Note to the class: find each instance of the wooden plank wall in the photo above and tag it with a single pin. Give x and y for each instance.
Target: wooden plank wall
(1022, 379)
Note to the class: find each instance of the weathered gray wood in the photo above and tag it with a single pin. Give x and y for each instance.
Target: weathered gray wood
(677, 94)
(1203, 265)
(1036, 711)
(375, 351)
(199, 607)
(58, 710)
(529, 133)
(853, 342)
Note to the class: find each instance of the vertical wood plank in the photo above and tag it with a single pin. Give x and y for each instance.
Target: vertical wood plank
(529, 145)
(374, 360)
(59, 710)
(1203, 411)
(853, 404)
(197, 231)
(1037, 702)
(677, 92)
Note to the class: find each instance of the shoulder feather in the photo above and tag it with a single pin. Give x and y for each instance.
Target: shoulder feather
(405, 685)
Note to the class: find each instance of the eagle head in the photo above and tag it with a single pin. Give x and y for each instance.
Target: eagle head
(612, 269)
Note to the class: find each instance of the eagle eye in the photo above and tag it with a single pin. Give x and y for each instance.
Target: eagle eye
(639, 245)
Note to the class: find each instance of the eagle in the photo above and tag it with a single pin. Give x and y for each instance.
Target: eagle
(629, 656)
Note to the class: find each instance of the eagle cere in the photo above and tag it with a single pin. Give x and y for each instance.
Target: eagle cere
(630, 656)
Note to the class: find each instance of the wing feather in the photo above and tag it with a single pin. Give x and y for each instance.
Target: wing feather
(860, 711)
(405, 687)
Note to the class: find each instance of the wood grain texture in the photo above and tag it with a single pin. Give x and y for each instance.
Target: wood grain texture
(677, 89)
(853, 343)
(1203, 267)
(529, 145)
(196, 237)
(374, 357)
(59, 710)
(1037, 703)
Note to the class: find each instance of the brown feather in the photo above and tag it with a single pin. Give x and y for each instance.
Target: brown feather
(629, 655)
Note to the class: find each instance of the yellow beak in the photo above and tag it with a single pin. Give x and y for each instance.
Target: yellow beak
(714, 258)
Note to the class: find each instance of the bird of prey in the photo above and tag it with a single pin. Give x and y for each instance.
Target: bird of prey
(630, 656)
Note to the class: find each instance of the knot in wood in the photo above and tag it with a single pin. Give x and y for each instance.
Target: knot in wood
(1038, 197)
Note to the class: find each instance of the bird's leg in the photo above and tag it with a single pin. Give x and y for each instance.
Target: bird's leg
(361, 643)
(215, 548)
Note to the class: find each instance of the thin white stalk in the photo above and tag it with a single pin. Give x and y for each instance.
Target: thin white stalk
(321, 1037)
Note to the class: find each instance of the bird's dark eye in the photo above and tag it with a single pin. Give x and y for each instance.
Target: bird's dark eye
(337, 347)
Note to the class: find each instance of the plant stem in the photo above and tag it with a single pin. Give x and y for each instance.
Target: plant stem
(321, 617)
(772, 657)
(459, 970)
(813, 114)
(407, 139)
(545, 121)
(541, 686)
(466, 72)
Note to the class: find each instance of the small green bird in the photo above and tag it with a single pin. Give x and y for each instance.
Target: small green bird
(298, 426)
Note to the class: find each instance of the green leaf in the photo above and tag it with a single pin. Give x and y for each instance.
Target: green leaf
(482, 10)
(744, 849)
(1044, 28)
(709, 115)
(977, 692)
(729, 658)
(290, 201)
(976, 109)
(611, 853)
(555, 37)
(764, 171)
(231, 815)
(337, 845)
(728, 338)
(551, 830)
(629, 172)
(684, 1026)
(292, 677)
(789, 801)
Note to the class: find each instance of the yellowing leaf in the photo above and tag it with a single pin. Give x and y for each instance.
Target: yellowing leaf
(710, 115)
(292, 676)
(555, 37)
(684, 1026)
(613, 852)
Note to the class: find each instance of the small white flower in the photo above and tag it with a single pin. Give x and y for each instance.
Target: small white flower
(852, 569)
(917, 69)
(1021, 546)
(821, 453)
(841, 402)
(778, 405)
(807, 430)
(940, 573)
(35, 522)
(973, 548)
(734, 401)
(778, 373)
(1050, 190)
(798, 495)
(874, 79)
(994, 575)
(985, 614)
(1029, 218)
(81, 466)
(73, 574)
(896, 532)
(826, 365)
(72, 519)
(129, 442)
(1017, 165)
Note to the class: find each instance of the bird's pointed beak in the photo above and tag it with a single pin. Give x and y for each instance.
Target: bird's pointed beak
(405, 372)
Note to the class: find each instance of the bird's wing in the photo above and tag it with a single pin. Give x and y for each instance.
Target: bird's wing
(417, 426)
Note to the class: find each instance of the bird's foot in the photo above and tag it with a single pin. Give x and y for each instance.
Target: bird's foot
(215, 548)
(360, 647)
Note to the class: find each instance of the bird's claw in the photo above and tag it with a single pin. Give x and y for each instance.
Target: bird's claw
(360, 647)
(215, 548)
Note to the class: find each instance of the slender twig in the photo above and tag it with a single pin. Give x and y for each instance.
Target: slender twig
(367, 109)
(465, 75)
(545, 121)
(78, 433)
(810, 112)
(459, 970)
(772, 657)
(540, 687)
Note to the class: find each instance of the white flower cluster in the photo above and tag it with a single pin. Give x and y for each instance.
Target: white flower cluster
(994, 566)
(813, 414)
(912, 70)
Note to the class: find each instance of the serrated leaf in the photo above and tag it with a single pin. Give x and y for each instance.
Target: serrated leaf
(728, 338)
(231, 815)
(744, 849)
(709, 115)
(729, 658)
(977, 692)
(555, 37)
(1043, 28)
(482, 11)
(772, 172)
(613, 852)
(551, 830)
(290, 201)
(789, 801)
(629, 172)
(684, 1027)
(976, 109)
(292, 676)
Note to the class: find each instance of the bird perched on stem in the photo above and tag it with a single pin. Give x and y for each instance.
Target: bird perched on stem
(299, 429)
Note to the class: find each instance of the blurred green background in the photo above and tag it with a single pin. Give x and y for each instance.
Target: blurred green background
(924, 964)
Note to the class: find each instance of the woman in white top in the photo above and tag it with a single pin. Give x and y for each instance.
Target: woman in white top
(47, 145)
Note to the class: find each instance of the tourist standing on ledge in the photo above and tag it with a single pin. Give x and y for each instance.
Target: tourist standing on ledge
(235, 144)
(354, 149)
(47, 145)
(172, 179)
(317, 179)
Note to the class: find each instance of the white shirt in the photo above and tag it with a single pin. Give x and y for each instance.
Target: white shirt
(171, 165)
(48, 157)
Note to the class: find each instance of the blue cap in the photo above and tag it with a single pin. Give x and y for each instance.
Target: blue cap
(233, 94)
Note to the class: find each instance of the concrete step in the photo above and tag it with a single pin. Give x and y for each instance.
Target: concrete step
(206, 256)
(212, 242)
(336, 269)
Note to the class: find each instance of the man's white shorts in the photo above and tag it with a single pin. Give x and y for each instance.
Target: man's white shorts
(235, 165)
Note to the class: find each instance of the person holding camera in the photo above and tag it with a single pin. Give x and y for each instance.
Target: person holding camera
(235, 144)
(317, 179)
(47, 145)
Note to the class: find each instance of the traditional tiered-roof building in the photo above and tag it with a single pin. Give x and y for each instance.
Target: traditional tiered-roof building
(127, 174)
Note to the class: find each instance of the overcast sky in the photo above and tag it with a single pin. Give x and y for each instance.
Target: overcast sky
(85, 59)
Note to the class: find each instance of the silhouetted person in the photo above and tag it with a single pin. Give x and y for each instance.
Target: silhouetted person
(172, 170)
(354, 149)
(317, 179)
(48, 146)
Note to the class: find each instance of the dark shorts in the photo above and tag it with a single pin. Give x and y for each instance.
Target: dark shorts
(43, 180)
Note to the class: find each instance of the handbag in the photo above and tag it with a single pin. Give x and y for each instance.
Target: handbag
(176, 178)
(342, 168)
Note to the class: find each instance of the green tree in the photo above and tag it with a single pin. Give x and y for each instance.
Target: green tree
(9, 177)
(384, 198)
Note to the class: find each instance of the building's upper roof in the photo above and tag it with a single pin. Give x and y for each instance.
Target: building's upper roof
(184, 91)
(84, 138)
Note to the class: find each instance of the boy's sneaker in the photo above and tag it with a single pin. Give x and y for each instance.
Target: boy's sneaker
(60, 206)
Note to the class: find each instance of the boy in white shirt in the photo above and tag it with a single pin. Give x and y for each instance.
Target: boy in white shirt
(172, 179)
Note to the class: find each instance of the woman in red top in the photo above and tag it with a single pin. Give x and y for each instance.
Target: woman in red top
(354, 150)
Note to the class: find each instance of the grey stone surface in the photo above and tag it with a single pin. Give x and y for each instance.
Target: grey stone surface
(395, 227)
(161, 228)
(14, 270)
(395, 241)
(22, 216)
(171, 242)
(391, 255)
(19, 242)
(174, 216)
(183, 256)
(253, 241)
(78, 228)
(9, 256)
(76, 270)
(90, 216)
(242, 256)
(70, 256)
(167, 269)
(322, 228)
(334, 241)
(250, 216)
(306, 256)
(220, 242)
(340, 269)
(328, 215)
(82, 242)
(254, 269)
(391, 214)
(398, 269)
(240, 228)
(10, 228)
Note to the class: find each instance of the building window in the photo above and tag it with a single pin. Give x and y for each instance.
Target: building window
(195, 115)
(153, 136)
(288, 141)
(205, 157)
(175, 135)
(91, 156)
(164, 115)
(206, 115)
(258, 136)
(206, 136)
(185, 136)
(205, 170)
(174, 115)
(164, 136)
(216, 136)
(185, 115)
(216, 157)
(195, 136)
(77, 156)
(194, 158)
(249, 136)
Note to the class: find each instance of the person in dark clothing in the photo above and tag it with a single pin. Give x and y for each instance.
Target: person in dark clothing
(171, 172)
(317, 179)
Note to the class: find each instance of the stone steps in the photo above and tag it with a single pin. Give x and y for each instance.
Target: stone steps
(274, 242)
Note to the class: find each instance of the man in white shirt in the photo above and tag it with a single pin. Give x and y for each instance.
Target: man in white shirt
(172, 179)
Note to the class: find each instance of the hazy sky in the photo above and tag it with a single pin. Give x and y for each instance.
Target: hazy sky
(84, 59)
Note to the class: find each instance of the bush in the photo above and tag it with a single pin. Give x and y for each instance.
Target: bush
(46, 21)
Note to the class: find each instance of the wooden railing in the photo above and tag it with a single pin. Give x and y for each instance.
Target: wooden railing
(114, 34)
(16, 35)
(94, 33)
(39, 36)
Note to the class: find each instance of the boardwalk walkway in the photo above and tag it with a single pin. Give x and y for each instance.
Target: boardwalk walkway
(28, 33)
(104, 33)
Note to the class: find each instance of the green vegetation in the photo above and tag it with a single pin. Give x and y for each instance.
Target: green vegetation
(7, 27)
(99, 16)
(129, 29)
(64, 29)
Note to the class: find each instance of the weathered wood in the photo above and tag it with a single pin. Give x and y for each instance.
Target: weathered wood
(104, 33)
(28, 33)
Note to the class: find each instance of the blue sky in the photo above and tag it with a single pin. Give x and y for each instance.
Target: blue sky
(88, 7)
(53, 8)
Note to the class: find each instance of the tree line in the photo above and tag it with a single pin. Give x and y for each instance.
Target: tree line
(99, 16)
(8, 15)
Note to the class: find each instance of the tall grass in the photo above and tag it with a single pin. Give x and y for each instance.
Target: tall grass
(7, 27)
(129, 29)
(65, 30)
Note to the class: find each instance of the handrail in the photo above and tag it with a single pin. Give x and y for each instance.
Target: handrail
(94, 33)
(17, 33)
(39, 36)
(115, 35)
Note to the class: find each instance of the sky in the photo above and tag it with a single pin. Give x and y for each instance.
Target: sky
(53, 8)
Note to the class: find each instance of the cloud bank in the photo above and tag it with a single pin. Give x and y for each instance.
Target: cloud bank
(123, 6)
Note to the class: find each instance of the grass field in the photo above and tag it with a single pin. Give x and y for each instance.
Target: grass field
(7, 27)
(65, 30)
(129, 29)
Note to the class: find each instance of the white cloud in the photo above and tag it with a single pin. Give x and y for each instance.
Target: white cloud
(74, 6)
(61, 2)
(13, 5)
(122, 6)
------------------------
REQUIRED TASK. Retype, exactly and only, the lines running from the one with "Note to the class: find each instance of the tree" through the final line of the listing above.

FULL SOLUTION.
Note to the class: find each instance of the tree line in the photo above and tag it with a single pin. Give x and y for each instance.
Target: tree line
(99, 16)
(8, 15)
Note to the class: find each instance of the tall grass in the photo above and tag it with a single pin. Give x and y for each instance.
Target: tall grass
(7, 27)
(129, 29)
(65, 30)
Note to the class: find each instance of the handrail in the photo above and tag it with a single pin. Give x and y for each instance.
Target: handrail
(94, 33)
(17, 33)
(39, 36)
(115, 35)
Note to the class: find each instance of the sky in the photo above and tag it with a single pin. Give x and y for each instance.
Target: sky
(53, 8)
Note to the class: find each instance of the cloud bank in the photo above and tag it with a single pin. Give x and y for each instance.
Target: cloud bank
(123, 6)
Note to the class: find each instance of the grass field in the photo above and tag it with a single pin. Give x and y for each instance.
Target: grass field
(7, 27)
(65, 30)
(129, 29)
Note to the class: find each instance of the white cloud in the photo above and tag it with a single pin. Give x and y for each instance.
Target: white cloud
(74, 6)
(61, 2)
(13, 5)
(122, 6)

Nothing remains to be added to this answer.